DIRECTIONS FOR THIS TASK.
Every line from the one with "OBJECT = cat's nose" to the one with "OBJECT = cat's whisker", including those two, is to be copied exactly; all other lines of the entries below are left out.

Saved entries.

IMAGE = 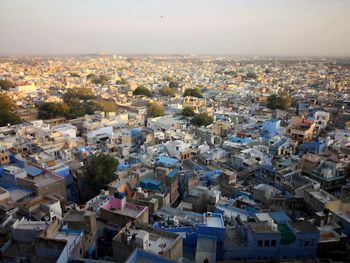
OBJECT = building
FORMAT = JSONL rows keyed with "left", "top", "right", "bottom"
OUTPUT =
{"left": 286, "top": 116, "right": 316, "bottom": 143}
{"left": 113, "top": 221, "right": 182, "bottom": 262}
{"left": 100, "top": 191, "right": 149, "bottom": 226}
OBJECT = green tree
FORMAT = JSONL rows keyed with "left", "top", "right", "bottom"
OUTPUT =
{"left": 182, "top": 106, "right": 195, "bottom": 117}
{"left": 69, "top": 72, "right": 80, "bottom": 78}
{"left": 82, "top": 153, "right": 119, "bottom": 201}
{"left": 133, "top": 85, "right": 152, "bottom": 97}
{"left": 246, "top": 72, "right": 257, "bottom": 79}
{"left": 0, "top": 94, "right": 15, "bottom": 110}
{"left": 63, "top": 87, "right": 95, "bottom": 104}
{"left": 115, "top": 78, "right": 128, "bottom": 85}
{"left": 0, "top": 79, "right": 14, "bottom": 91}
{"left": 159, "top": 86, "right": 175, "bottom": 97}
{"left": 147, "top": 102, "right": 164, "bottom": 117}
{"left": 86, "top": 73, "right": 96, "bottom": 80}
{"left": 67, "top": 101, "right": 99, "bottom": 119}
{"left": 183, "top": 88, "right": 203, "bottom": 98}
{"left": 91, "top": 74, "right": 110, "bottom": 86}
{"left": 169, "top": 81, "right": 179, "bottom": 89}
{"left": 191, "top": 112, "right": 214, "bottom": 126}
{"left": 0, "top": 111, "right": 22, "bottom": 127}
{"left": 38, "top": 102, "right": 70, "bottom": 119}
{"left": 96, "top": 99, "right": 118, "bottom": 112}
{"left": 267, "top": 92, "right": 294, "bottom": 110}
{"left": 0, "top": 94, "right": 21, "bottom": 127}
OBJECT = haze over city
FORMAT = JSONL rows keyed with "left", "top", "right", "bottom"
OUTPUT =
{"left": 1, "top": 0, "right": 350, "bottom": 56}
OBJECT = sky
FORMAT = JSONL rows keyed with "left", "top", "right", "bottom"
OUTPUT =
{"left": 0, "top": 0, "right": 350, "bottom": 56}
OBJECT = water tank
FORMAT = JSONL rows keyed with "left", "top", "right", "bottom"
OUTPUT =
{"left": 271, "top": 223, "right": 278, "bottom": 232}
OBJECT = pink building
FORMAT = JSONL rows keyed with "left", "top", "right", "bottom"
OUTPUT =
{"left": 100, "top": 192, "right": 149, "bottom": 226}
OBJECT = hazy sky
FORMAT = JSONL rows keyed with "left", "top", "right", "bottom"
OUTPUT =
{"left": 0, "top": 0, "right": 350, "bottom": 56}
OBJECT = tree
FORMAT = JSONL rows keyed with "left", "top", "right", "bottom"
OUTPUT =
{"left": 69, "top": 72, "right": 80, "bottom": 78}
{"left": 96, "top": 99, "right": 118, "bottom": 112}
{"left": 86, "top": 73, "right": 96, "bottom": 80}
{"left": 169, "top": 80, "right": 179, "bottom": 89}
{"left": 82, "top": 153, "right": 119, "bottom": 201}
{"left": 0, "top": 94, "right": 15, "bottom": 110}
{"left": 0, "top": 79, "right": 14, "bottom": 91}
{"left": 133, "top": 86, "right": 152, "bottom": 97}
{"left": 183, "top": 88, "right": 203, "bottom": 98}
{"left": 63, "top": 87, "right": 95, "bottom": 104}
{"left": 67, "top": 101, "right": 99, "bottom": 119}
{"left": 115, "top": 78, "right": 128, "bottom": 85}
{"left": 0, "top": 94, "right": 21, "bottom": 127}
{"left": 147, "top": 102, "right": 164, "bottom": 117}
{"left": 191, "top": 113, "right": 213, "bottom": 126}
{"left": 267, "top": 92, "right": 294, "bottom": 110}
{"left": 246, "top": 72, "right": 257, "bottom": 80}
{"left": 0, "top": 111, "right": 22, "bottom": 127}
{"left": 38, "top": 102, "right": 69, "bottom": 119}
{"left": 91, "top": 74, "right": 110, "bottom": 86}
{"left": 182, "top": 106, "right": 195, "bottom": 117}
{"left": 62, "top": 88, "right": 101, "bottom": 118}
{"left": 159, "top": 86, "right": 175, "bottom": 97}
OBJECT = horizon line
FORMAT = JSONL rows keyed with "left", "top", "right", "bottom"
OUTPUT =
{"left": 1, "top": 53, "right": 350, "bottom": 59}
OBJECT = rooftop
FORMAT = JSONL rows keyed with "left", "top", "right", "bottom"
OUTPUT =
{"left": 125, "top": 248, "right": 175, "bottom": 263}
{"left": 247, "top": 222, "right": 278, "bottom": 233}
{"left": 292, "top": 221, "right": 319, "bottom": 232}
{"left": 195, "top": 235, "right": 216, "bottom": 263}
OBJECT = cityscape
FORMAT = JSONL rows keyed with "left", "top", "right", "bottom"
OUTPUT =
{"left": 0, "top": 1, "right": 350, "bottom": 263}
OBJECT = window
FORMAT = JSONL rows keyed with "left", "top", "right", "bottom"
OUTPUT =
{"left": 264, "top": 240, "right": 270, "bottom": 247}
{"left": 258, "top": 240, "right": 263, "bottom": 247}
{"left": 271, "top": 240, "right": 276, "bottom": 247}
{"left": 304, "top": 241, "right": 309, "bottom": 247}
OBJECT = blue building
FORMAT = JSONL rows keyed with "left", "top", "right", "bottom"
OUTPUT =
{"left": 153, "top": 209, "right": 225, "bottom": 261}
{"left": 140, "top": 178, "right": 162, "bottom": 191}
{"left": 156, "top": 155, "right": 178, "bottom": 168}
{"left": 228, "top": 135, "right": 254, "bottom": 145}
{"left": 223, "top": 212, "right": 320, "bottom": 261}
{"left": 298, "top": 141, "right": 326, "bottom": 155}
{"left": 261, "top": 119, "right": 281, "bottom": 140}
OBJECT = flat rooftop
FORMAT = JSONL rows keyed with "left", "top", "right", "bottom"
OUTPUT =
{"left": 128, "top": 228, "right": 175, "bottom": 255}
{"left": 126, "top": 248, "right": 175, "bottom": 263}
{"left": 205, "top": 215, "right": 224, "bottom": 228}
{"left": 54, "top": 230, "right": 81, "bottom": 250}
{"left": 64, "top": 210, "right": 93, "bottom": 222}
{"left": 6, "top": 187, "right": 33, "bottom": 202}
{"left": 333, "top": 209, "right": 350, "bottom": 222}
{"left": 292, "top": 221, "right": 319, "bottom": 232}
{"left": 319, "top": 231, "right": 339, "bottom": 242}
{"left": 308, "top": 190, "right": 337, "bottom": 203}
{"left": 195, "top": 235, "right": 216, "bottom": 263}
{"left": 248, "top": 222, "right": 278, "bottom": 233}
{"left": 14, "top": 221, "right": 48, "bottom": 230}
{"left": 111, "top": 206, "right": 142, "bottom": 218}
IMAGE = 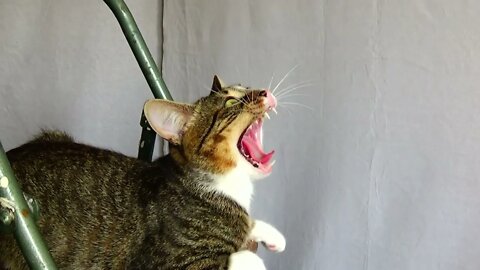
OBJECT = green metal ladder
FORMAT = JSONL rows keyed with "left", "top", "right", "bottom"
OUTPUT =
{"left": 0, "top": 1, "right": 172, "bottom": 268}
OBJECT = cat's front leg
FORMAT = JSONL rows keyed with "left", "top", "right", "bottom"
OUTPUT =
{"left": 228, "top": 250, "right": 266, "bottom": 270}
{"left": 250, "top": 220, "right": 286, "bottom": 253}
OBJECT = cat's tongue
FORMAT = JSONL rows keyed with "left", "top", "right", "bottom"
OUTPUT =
{"left": 240, "top": 119, "right": 275, "bottom": 173}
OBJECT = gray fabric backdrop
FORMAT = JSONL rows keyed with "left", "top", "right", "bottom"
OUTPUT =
{"left": 162, "top": 1, "right": 480, "bottom": 270}
{"left": 2, "top": 0, "right": 480, "bottom": 269}
{"left": 0, "top": 0, "right": 162, "bottom": 154}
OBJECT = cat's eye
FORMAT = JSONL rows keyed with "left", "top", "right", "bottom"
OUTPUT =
{"left": 225, "top": 98, "right": 240, "bottom": 108}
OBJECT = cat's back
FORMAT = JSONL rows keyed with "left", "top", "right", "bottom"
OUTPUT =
{"left": 1, "top": 131, "right": 146, "bottom": 269}
{"left": 8, "top": 130, "right": 138, "bottom": 169}
{"left": 6, "top": 131, "right": 142, "bottom": 202}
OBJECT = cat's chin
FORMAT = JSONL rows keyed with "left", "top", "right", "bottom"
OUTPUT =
{"left": 234, "top": 151, "right": 273, "bottom": 180}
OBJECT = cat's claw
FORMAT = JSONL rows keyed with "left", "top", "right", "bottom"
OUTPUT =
{"left": 250, "top": 220, "right": 286, "bottom": 253}
{"left": 263, "top": 243, "right": 283, "bottom": 252}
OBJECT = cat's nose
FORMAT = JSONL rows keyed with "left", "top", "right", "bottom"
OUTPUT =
{"left": 262, "top": 90, "right": 277, "bottom": 109}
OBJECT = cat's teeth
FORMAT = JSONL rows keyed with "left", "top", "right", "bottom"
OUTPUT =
{"left": 270, "top": 160, "right": 276, "bottom": 166}
{"left": 264, "top": 112, "right": 271, "bottom": 120}
{"left": 272, "top": 108, "right": 278, "bottom": 114}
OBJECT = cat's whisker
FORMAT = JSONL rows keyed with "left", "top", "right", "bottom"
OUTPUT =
{"left": 275, "top": 81, "right": 314, "bottom": 98}
{"left": 280, "top": 101, "right": 314, "bottom": 111}
{"left": 275, "top": 90, "right": 309, "bottom": 102}
{"left": 276, "top": 87, "right": 311, "bottom": 99}
{"left": 276, "top": 80, "right": 313, "bottom": 92}
{"left": 234, "top": 97, "right": 247, "bottom": 106}
{"left": 276, "top": 93, "right": 310, "bottom": 101}
{"left": 277, "top": 104, "right": 293, "bottom": 116}
{"left": 237, "top": 98, "right": 247, "bottom": 105}
{"left": 276, "top": 86, "right": 313, "bottom": 101}
{"left": 272, "top": 64, "right": 299, "bottom": 94}
{"left": 276, "top": 80, "right": 311, "bottom": 92}
{"left": 267, "top": 74, "right": 275, "bottom": 91}
{"left": 277, "top": 92, "right": 309, "bottom": 98}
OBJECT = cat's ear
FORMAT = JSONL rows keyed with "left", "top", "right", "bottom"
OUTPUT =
{"left": 211, "top": 75, "right": 225, "bottom": 95}
{"left": 144, "top": 100, "right": 194, "bottom": 145}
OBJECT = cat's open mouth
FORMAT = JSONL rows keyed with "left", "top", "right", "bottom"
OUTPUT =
{"left": 237, "top": 117, "right": 275, "bottom": 174}
{"left": 236, "top": 89, "right": 278, "bottom": 174}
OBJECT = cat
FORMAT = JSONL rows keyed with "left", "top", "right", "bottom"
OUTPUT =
{"left": 0, "top": 76, "right": 285, "bottom": 270}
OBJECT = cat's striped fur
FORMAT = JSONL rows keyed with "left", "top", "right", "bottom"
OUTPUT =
{"left": 0, "top": 76, "right": 284, "bottom": 269}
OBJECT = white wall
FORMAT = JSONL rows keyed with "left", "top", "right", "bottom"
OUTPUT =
{"left": 0, "top": 0, "right": 162, "bottom": 155}
{"left": 163, "top": 0, "right": 480, "bottom": 269}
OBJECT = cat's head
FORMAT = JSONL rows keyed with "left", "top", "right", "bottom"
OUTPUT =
{"left": 144, "top": 76, "right": 277, "bottom": 178}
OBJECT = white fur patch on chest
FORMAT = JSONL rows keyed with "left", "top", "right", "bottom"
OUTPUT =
{"left": 210, "top": 164, "right": 254, "bottom": 211}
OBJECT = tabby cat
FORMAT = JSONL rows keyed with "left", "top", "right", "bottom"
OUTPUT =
{"left": 0, "top": 76, "right": 285, "bottom": 269}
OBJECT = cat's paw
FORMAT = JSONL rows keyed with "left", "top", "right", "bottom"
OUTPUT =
{"left": 250, "top": 220, "right": 286, "bottom": 253}
{"left": 228, "top": 250, "right": 266, "bottom": 270}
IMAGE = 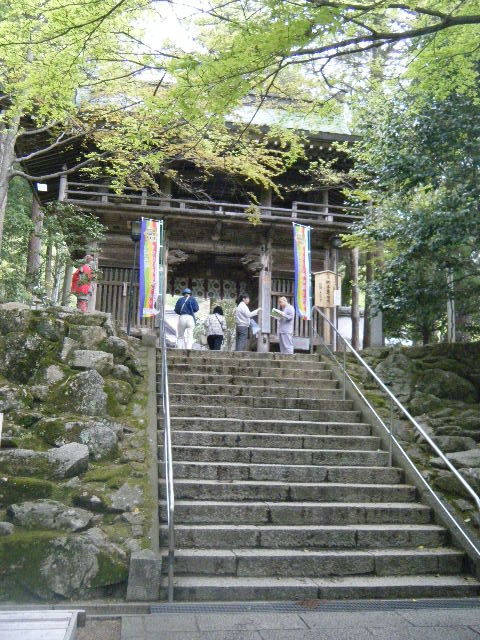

TASK RESPONSE.
OBJECT = cat's nose
FORMAT = JSONL rows keyed with "left", "top", "right", "bottom"
OUTPUT =
{"left": 262, "top": 90, "right": 277, "bottom": 109}
OBJECT = cat's teeth
FORMAT = JSONL rows keyed with "left", "top", "right", "bottom"
OUTPUT =
{"left": 270, "top": 160, "right": 276, "bottom": 166}
{"left": 264, "top": 112, "right": 271, "bottom": 120}
{"left": 272, "top": 108, "right": 278, "bottom": 114}
OBJECT = cat's whisker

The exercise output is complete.